§ What the task requires: Find every line below with the string "building" and pick it out.

Material shown: Begin

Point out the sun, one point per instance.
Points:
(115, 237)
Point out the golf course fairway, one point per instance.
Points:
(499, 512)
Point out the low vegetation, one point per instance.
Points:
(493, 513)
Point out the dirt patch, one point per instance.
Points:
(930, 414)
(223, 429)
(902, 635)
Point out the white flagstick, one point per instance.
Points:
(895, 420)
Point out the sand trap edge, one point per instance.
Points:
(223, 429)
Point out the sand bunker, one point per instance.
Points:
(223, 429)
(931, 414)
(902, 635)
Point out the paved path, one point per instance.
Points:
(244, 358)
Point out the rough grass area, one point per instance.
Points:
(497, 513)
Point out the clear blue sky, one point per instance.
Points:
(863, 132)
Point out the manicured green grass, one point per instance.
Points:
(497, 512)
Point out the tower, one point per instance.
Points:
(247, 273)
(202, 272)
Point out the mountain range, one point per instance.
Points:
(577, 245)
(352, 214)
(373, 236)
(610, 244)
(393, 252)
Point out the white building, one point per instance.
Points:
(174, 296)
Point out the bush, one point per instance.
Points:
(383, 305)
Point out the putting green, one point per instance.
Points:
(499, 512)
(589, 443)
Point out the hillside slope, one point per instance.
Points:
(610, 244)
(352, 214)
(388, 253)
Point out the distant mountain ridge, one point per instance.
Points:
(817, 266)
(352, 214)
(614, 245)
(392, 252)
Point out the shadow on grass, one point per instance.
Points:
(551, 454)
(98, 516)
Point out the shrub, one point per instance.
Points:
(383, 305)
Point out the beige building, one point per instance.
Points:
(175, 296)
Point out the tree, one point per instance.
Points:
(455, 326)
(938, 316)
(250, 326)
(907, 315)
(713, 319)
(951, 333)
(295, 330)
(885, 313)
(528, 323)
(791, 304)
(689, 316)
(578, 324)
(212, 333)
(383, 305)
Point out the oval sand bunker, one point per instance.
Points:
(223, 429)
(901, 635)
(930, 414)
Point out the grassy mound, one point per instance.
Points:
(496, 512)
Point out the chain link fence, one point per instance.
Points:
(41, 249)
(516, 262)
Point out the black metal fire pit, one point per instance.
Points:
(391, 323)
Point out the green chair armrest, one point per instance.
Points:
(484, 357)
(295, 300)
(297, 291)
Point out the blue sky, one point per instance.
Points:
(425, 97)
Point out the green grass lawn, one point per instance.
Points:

Material shown: End
Material shown: Begin

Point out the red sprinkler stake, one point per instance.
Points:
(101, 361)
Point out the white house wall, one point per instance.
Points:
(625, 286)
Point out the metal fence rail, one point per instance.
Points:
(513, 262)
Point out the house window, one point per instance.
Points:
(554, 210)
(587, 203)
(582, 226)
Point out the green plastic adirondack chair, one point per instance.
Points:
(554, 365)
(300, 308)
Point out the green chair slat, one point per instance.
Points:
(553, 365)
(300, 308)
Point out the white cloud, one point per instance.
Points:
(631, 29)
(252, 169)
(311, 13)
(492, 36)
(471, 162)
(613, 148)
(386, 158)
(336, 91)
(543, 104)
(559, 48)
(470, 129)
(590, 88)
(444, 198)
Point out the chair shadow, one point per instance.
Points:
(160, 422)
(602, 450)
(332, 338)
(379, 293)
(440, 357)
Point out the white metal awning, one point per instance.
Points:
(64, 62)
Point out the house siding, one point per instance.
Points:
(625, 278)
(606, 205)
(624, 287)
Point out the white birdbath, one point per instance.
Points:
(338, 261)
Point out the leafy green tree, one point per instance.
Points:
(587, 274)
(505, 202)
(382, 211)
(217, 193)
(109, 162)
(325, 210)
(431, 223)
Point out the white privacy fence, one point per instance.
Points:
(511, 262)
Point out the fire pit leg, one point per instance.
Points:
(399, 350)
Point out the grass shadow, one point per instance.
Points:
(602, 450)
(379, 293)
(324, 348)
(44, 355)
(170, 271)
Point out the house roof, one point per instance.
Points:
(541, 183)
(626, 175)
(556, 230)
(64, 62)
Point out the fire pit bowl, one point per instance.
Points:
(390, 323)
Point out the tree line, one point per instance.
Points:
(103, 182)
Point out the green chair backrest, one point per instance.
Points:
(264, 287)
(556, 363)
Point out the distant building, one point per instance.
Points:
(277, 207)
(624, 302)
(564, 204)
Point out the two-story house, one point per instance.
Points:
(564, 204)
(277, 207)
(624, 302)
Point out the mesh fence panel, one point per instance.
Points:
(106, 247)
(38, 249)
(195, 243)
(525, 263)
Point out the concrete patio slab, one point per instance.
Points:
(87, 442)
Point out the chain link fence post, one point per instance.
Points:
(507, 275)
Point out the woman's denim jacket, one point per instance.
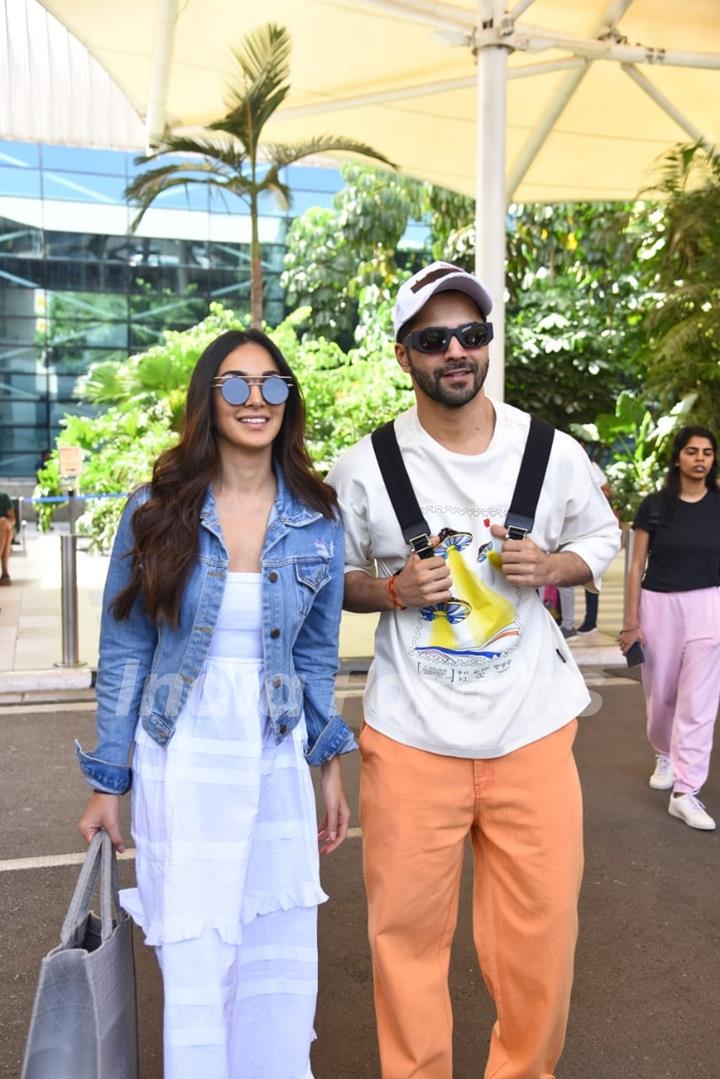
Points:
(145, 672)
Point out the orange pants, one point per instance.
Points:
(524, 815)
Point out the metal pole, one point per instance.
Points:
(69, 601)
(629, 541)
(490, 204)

Material shown: End
Material shown: Begin

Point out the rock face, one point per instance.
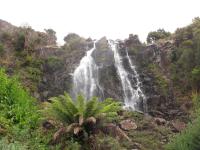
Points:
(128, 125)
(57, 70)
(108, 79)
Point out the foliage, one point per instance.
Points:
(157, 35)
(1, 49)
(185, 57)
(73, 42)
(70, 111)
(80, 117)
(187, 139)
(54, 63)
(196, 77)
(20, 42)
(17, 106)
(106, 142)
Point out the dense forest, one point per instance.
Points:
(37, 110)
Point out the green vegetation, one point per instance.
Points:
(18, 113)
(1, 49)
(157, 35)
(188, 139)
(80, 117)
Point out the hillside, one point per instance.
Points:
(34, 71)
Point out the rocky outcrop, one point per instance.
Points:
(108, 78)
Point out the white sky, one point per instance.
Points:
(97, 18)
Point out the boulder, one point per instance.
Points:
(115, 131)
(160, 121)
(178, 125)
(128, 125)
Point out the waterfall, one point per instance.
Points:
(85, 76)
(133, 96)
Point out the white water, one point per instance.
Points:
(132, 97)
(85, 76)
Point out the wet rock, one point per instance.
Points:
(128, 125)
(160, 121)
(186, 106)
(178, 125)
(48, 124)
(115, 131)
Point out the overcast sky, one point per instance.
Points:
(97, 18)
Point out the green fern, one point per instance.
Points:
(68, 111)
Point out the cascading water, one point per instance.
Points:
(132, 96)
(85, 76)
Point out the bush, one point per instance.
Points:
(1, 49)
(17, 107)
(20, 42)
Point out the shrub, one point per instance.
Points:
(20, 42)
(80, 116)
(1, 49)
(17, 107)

Material shown: End

§ Solved problem:
Point out the white building, one point per instance.
Point out the beige building, one point per instance.
Point out the distant building, one point per instance.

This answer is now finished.